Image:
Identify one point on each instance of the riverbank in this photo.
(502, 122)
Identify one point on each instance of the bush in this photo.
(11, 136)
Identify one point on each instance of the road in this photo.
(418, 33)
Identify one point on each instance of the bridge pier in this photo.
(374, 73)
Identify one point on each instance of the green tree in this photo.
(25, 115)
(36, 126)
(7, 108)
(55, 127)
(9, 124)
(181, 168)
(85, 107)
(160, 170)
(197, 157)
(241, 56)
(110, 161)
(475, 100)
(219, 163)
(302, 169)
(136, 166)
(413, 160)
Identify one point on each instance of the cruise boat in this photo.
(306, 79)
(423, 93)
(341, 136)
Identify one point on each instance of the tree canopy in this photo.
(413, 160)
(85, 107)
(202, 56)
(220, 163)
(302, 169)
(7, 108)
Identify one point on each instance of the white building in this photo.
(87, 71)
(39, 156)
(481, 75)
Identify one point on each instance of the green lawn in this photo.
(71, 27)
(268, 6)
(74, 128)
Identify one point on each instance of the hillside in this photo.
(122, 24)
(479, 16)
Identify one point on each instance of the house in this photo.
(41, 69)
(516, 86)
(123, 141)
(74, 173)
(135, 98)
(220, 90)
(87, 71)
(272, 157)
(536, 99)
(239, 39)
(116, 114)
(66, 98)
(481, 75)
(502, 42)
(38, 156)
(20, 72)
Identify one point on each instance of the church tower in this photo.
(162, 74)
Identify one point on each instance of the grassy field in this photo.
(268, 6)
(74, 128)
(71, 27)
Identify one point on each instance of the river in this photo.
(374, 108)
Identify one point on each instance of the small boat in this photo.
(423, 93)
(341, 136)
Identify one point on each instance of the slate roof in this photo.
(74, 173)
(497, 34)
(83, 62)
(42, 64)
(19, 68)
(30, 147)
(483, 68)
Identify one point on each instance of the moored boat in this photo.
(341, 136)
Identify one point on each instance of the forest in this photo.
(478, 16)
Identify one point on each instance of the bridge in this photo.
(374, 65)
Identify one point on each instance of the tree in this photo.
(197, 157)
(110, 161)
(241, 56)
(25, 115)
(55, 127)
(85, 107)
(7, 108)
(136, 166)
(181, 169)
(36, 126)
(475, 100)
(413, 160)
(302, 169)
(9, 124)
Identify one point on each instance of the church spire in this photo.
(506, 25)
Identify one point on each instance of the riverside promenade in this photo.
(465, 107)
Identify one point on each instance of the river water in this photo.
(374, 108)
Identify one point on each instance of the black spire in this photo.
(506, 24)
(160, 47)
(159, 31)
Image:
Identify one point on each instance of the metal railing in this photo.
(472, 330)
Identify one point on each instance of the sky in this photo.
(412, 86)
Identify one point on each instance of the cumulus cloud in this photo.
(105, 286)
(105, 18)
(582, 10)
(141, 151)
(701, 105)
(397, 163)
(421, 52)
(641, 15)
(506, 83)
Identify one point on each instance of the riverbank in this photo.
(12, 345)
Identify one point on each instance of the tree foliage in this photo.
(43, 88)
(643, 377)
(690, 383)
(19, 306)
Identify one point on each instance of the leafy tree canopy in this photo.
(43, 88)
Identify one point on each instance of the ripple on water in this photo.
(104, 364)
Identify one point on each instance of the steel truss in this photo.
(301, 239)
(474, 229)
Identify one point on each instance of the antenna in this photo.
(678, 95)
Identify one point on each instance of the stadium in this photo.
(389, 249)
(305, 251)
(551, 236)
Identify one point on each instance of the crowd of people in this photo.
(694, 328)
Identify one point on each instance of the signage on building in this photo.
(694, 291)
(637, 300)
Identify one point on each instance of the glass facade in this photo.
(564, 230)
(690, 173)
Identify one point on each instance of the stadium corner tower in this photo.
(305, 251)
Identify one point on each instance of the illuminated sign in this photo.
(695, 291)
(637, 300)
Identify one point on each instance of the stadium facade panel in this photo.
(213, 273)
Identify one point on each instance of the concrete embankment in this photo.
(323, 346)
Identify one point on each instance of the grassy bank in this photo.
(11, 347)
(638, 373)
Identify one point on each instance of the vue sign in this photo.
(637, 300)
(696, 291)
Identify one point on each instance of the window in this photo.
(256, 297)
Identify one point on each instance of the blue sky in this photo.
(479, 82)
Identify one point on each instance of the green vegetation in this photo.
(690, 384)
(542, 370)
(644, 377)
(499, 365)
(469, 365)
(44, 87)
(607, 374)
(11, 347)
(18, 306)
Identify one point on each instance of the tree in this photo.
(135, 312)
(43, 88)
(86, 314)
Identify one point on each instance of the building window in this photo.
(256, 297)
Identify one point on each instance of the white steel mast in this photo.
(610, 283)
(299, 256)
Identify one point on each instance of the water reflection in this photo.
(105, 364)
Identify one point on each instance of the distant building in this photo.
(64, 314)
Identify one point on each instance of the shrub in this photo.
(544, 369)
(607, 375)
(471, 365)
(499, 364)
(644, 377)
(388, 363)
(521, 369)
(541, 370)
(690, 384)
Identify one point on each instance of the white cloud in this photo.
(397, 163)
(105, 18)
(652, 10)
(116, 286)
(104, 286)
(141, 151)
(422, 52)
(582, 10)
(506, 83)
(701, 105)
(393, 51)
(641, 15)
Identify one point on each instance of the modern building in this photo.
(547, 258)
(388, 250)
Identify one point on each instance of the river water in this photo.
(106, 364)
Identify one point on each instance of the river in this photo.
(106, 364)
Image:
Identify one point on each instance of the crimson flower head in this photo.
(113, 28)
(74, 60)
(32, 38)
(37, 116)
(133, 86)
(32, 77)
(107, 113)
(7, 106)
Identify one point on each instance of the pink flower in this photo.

________

#### [Problem details]
Repeat all of the entries exactly.

#### [Answer for the task]
Image:
Identify one point on each instance of the riverbank in this photo.
(502, 122)
Identify one point on each instance of the bush in this photo.
(11, 136)
Identify one point on each instance of the road in this photo.
(418, 33)
Identify one point on each instance of the bridge pier in this photo.
(374, 73)
Identify one point on each instance of the green tree in this photo.
(25, 115)
(36, 126)
(7, 108)
(55, 127)
(9, 124)
(181, 168)
(85, 107)
(160, 170)
(197, 157)
(241, 56)
(110, 161)
(475, 100)
(219, 163)
(302, 169)
(136, 166)
(413, 160)
Identify one point on each instance of the cruise boat in this photo.
(306, 79)
(423, 93)
(341, 136)
Identify one point on each instance of the tree canopy in this photo.
(413, 160)
(85, 107)
(202, 56)
(220, 163)
(302, 169)
(7, 108)
Identify one point on each instance of the white building in this photo.
(87, 71)
(39, 156)
(481, 75)
Identify one point on each instance of the green lawn in this photo.
(71, 27)
(268, 6)
(74, 128)
Identify one point on each instance of the hillside in this photo.
(122, 24)
(479, 16)
Identify one point on each instance of the house in this photo.
(41, 69)
(516, 86)
(123, 141)
(74, 173)
(135, 98)
(220, 90)
(87, 71)
(272, 157)
(536, 99)
(239, 39)
(116, 114)
(66, 98)
(481, 75)
(502, 42)
(38, 156)
(20, 72)
Identify one point on each instance of the church tower in this photo.
(162, 74)
Identify one point on each instance of the grassy field in this photo.
(268, 6)
(74, 128)
(71, 27)
Identify one point on each instance of the river in this photo.
(374, 108)
Identify one point on each instance of the small boat in this photo.
(423, 93)
(341, 136)
Identify one point on each instance of the slate roof in this photo.
(74, 173)
(497, 34)
(83, 62)
(42, 64)
(19, 68)
(30, 147)
(483, 68)
Identify one point on each instance of the moored boat in this photo.
(341, 136)
Identify one point on each instance of the forest in this photo.
(478, 16)
Identify one point on each instance of the bridge in this photo.
(374, 65)
Identify one point on each instance of the tree in this photo.
(197, 157)
(110, 161)
(241, 56)
(25, 115)
(55, 127)
(85, 107)
(7, 108)
(136, 166)
(181, 169)
(36, 126)
(475, 100)
(413, 160)
(302, 169)
(9, 124)
Identify one point on each instance of the church spire in this photo.
(506, 25)
Identify one point on each instance of the riverside promenade in this photo.
(465, 107)
Identify one point on each instance of the river water in this photo.
(374, 108)
Identify one point on each instance of the black spire in this photo.
(506, 24)
(160, 47)
(159, 31)
Image:
Identify one point on each instance of the metal railing in this photo.
(472, 330)
Identify one point on each instance of the sky in this photo.
(412, 86)
Identify one point on each instance of the cumulus cloud in this photo.
(105, 286)
(105, 18)
(582, 10)
(141, 151)
(701, 105)
(397, 163)
(421, 52)
(641, 15)
(506, 83)
Identify one point on each instance of the riverbank in this photo.
(12, 345)
Identify one point on each instance of the tree foliage in this photo.
(43, 88)
(643, 377)
(690, 383)
(19, 306)
Identify one point on each instance of the leafy tree canopy in this photo.
(43, 88)
Identify one point on each instance of the ripple on water in this photo.
(104, 364)
Identify one point on each instance of the steel truss in this photo.
(301, 239)
(474, 229)
Identify one point on each instance of the antenna in this photo.
(678, 95)
Identify one point on each instance of the stadium in this photo.
(389, 249)
(305, 251)
(551, 236)
Identify one point on each instance of the crowd of people in this photo.
(694, 328)
Identify one point on each instance of the signage on building in this photo.
(694, 291)
(637, 300)
Identify one point on each instance of the glass facade in this photo.
(564, 230)
(690, 173)
Identify one point on each instance of the stadium corner tower in this photo.
(305, 251)
Identify one point on each instance of the illuminated sign in this photo.
(695, 291)
(637, 300)
Identify one point on each instance of the stadium facade panel in this photo.
(213, 273)
Identify one point on each instance of the concrete embankment in this photo.
(323, 346)
Identify one point on each instance of the grassy bank in this photo.
(11, 347)
(638, 373)
Identify one point on each instance of the vue sign in this photo.
(637, 300)
(696, 291)
Identify one point on each instance of the window in this photo.
(256, 297)
Identify one point on each instance of the blue sky in this photo.
(479, 82)
Identify one point on each instance of the green vegetation in this photo.
(690, 384)
(542, 370)
(644, 377)
(499, 365)
(469, 365)
(44, 87)
(607, 374)
(11, 347)
(18, 306)
Identify one point on each instance of the tree in this photo.
(135, 312)
(43, 88)
(86, 314)
Identify one point on each instance of the building window in this photo.
(256, 297)
Identify one point on each instance of the white steel mast in this photo.
(610, 283)
(299, 256)
Identify one point on each instance of the water reflection in this photo.
(105, 364)
Identify one point on each instance of the distant building in this photo.
(64, 314)
Identify one point on each instance of the shrub in this photo.
(544, 369)
(607, 375)
(471, 365)
(499, 364)
(644, 377)
(388, 363)
(521, 369)
(541, 370)
(690, 384)
Identify one point on each instance of the white cloud in this photo.
(397, 163)
(105, 18)
(652, 10)
(116, 286)
(104, 286)
(141, 151)
(422, 52)
(582, 10)
(506, 83)
(701, 105)
(393, 51)
(641, 15)
Identify one point on each instance of the modern building in this photo.
(547, 258)
(388, 250)
Identify one point on each instance of the river water in this photo.
(106, 364)
Identify one point on each instance of the river in this photo.
(106, 364)
Image:
Identify one point on each instance of the crimson flower head in this photo.
(113, 28)
(74, 60)
(32, 38)
(37, 116)
(133, 86)
(32, 77)
(107, 113)
(7, 106)
Identify one point on each instance of the pink flower in this photo.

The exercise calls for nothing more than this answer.